Could you copy the stretch of entries from the start through the line containing "141L138 117L126 114L119", changing every "rough mask" to "coarse mask" and nothing else? Please leave the pictures out.
————————
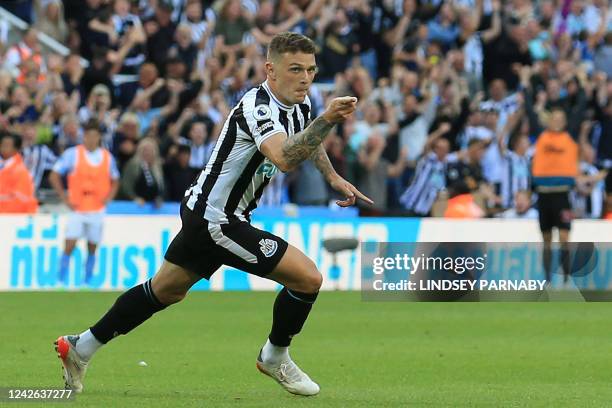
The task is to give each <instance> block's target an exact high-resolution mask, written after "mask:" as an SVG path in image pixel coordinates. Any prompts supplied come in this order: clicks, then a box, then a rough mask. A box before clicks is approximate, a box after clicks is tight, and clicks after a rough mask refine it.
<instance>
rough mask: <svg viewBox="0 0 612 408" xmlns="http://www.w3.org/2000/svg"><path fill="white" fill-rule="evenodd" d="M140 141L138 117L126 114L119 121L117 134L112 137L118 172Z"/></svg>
mask: <svg viewBox="0 0 612 408" xmlns="http://www.w3.org/2000/svg"><path fill="white" fill-rule="evenodd" d="M139 140H140V124H139V122H138V116H136V115H135V114H134V113H130V112H126V113H124V114H123V115H121V119H119V126H118V128H117V132H116V133H115V135H114V136H113V149H112V152H113V154H114V156H115V157H116V158H117V166H118V168H119V171H120V172H123V168H124V166H125V165H126V163H127V162H128V161H129V160H130V159H131V158H132V157H133V156H134V154H136V147H137V146H138V141H139Z"/></svg>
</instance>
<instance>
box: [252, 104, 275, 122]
mask: <svg viewBox="0 0 612 408" xmlns="http://www.w3.org/2000/svg"><path fill="white" fill-rule="evenodd" d="M253 117H254V118H255V120H267V119H270V118H271V117H272V110H270V107H269V106H268V105H257V106H256V107H255V110H253Z"/></svg>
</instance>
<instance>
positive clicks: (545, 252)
mask: <svg viewBox="0 0 612 408" xmlns="http://www.w3.org/2000/svg"><path fill="white" fill-rule="evenodd" d="M542 262H543V263H544V273H545V274H546V282H547V283H550V281H551V279H552V248H551V247H550V245H546V244H544V250H543V253H542Z"/></svg>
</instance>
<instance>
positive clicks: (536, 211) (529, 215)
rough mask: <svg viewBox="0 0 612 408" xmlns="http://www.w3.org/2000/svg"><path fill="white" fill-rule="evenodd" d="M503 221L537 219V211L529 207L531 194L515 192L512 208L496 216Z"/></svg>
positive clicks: (529, 192) (518, 191) (537, 211)
mask: <svg viewBox="0 0 612 408" xmlns="http://www.w3.org/2000/svg"><path fill="white" fill-rule="evenodd" d="M497 216H498V217H499V218H505V219H517V218H522V219H538V210H536V209H535V208H533V207H531V192H530V191H529V190H520V191H517V192H516V194H515V195H514V206H513V208H510V209H508V210H506V211H504V212H502V213H500V214H498V215H497Z"/></svg>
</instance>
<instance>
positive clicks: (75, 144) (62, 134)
mask: <svg viewBox="0 0 612 408" xmlns="http://www.w3.org/2000/svg"><path fill="white" fill-rule="evenodd" d="M60 125H61V126H60V129H59V133H58V134H57V135H56V136H55V140H54V145H55V151H56V152H57V153H60V154H61V153H63V152H64V150H66V149H69V148H71V147H74V146H76V145H79V144H81V143H83V130H82V128H81V124H80V122H79V118H78V117H77V116H76V115H75V114H66V115H64V116H63V117H62V119H61V120H60Z"/></svg>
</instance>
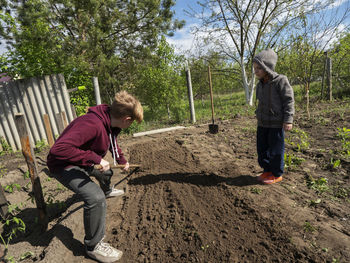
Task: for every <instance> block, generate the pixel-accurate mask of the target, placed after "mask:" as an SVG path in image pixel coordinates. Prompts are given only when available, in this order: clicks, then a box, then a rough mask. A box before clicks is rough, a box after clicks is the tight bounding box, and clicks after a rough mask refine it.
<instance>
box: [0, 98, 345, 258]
mask: <svg viewBox="0 0 350 263" xmlns="http://www.w3.org/2000/svg"><path fill="white" fill-rule="evenodd" d="M344 105H345V106H344V107H343V108H341V110H342V111H344V114H339V108H338V111H332V110H331V105H328V104H322V105H321V104H320V105H318V108H319V109H327V108H329V110H327V111H326V110H324V111H323V112H319V110H315V113H312V116H311V120H309V119H307V118H306V117H304V114H303V112H302V110H298V113H297V118H296V123H295V129H294V132H292V133H288V134H287V142H288V143H287V151H286V153H287V154H288V155H290V156H292V157H293V158H296V157H298V158H303V159H304V161H303V162H302V163H301V164H299V165H298V164H296V163H295V164H294V165H293V164H289V167H288V168H287V169H286V173H285V175H284V180H283V181H282V182H281V183H279V184H276V185H270V186H265V185H261V184H259V183H258V182H257V180H256V176H257V175H259V173H260V172H261V169H260V168H259V166H258V164H257V155H256V150H255V131H256V128H255V124H256V122H255V119H254V118H246V117H238V118H234V119H232V120H228V121H223V122H218V124H219V133H218V134H215V135H213V134H210V133H209V132H208V125H202V126H196V127H188V128H186V129H182V130H177V131H173V132H168V133H162V134H154V135H150V136H144V137H137V138H130V137H122V138H121V139H120V140H121V147H122V149H123V150H124V152H125V154H126V156H127V157H129V161H130V163H139V164H141V165H142V168H141V169H140V170H139V171H137V172H136V173H135V174H133V175H132V176H131V177H130V179H129V180H125V181H123V182H122V183H121V184H120V185H119V187H120V188H124V189H125V190H126V194H125V196H123V197H122V198H116V199H108V201H107V205H108V213H107V227H106V240H107V241H108V242H110V243H111V244H113V245H114V246H115V247H117V248H119V249H121V250H123V251H124V255H123V258H122V260H121V261H120V262H130V263H131V262H162V263H163V262H214V263H216V262H350V224H349V221H350V215H349V211H350V210H349V208H350V178H349V175H350V159H349V156H346V155H345V154H344V153H342V146H341V141H340V139H339V137H338V136H337V134H338V129H337V128H343V127H347V128H350V114H349V113H350V109H349V107H348V106H349V105H348V104H344ZM346 105H347V106H346ZM301 131H303V132H304V135H305V136H304V137H302V135H301ZM301 137H302V138H304V139H300V138H301ZM303 143H304V144H303ZM298 144H299V146H298ZM307 144H308V145H307ZM301 145H303V146H301ZM19 156H20V155H19ZM16 158H19V157H16ZM11 159H13V160H14V159H15V158H11ZM44 159H45V153H41V154H39V155H38V163H39V167H40V171H42V172H41V173H40V178H41V182H42V185H43V191H44V194H45V198H46V200H49V201H50V202H51V205H49V210H48V211H49V217H50V223H49V228H48V231H47V232H45V233H39V230H38V226H37V223H36V220H35V216H36V215H37V214H36V209H35V206H34V205H33V204H31V203H30V202H29V201H25V200H26V199H27V198H28V190H27V192H26V191H24V190H26V188H25V182H26V181H25V180H23V179H22V181H21V185H23V188H22V190H21V191H17V190H15V191H14V192H13V193H6V196H7V198H8V200H9V201H10V202H11V204H20V203H23V205H22V208H21V209H20V210H19V212H18V214H17V217H19V218H22V219H23V220H24V221H25V223H26V225H27V230H26V232H25V234H20V235H19V236H18V237H17V238H15V239H14V240H12V241H11V242H10V245H9V251H8V253H7V256H8V257H9V256H13V257H14V259H15V260H16V261H19V259H20V257H21V256H23V255H24V253H25V252H32V254H31V255H30V256H28V258H26V259H24V260H23V261H22V262H50V263H51V262H93V261H92V260H90V259H88V258H86V257H85V255H84V248H83V238H84V233H83V221H82V210H83V209H82V202H81V201H80V200H79V198H78V197H76V196H74V195H73V194H72V193H71V192H70V191H68V190H62V189H61V188H60V187H59V186H58V185H57V183H56V182H55V180H50V179H49V177H47V175H46V174H45V166H44V164H45V163H44V161H43V160H44ZM338 159H339V160H340V161H341V165H340V167H336V168H334V167H333V165H332V164H331V160H332V162H334V161H335V160H338ZM293 160H294V159H293ZM0 161H1V165H2V167H6V174H5V175H4V177H3V178H2V179H0V182H1V184H2V185H3V187H4V185H7V184H9V183H10V182H11V180H10V179H7V178H18V180H19V179H20V178H23V171H26V167H25V165H24V164H23V163H22V164H21V165H22V167H20V169H18V163H16V165H13V163H12V161H11V160H10V159H7V158H6V157H1V159H0ZM15 166H16V167H15ZM124 176H126V174H120V173H118V174H115V176H114V179H113V180H114V182H115V183H116V182H118V181H120V180H121V179H122V178H123V177H124ZM320 178H326V179H327V181H326V187H327V188H324V190H325V191H324V192H321V190H322V189H321V188H317V187H316V185H315V182H316V181H317V180H318V179H320ZM28 180H29V179H27V182H28ZM320 189H321V190H320ZM62 204H65V206H63V207H62ZM5 229H6V228H5ZM3 233H5V232H3Z"/></svg>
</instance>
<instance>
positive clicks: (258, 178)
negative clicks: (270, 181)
mask: <svg viewBox="0 0 350 263" xmlns="http://www.w3.org/2000/svg"><path fill="white" fill-rule="evenodd" d="M271 174H272V173H271V172H264V173H262V174H260V175H259V176H258V181H260V182H262V181H263V180H264V179H265V178H266V177H268V176H269V175H271Z"/></svg>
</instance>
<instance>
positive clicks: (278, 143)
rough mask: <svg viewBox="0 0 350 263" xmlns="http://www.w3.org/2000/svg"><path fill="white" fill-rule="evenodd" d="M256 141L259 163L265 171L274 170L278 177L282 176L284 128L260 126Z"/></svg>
mask: <svg viewBox="0 0 350 263" xmlns="http://www.w3.org/2000/svg"><path fill="white" fill-rule="evenodd" d="M256 141H257V151H258V162H259V165H260V166H261V167H262V168H263V169H264V172H272V174H273V175H274V176H276V177H279V176H281V175H282V174H283V168H284V130H283V128H263V127H258V131H257V139H256Z"/></svg>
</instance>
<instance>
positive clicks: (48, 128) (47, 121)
————————
__SOLVED EXERCISE__.
The task is to give each <instance> block's target an exact high-resolution mask, written after "mask:" as an SVG path in image pixel coordinates. Any prompts supplied come in this order: clicks, then a box, then a coarse mask. A box before clicks is approximate, a box after clicks is tight, and clicks after a coarse mask refine it.
<instance>
coarse mask: <svg viewBox="0 0 612 408" xmlns="http://www.w3.org/2000/svg"><path fill="white" fill-rule="evenodd" d="M140 141L138 117L126 114L119 121L117 134L112 137L118 172Z"/></svg>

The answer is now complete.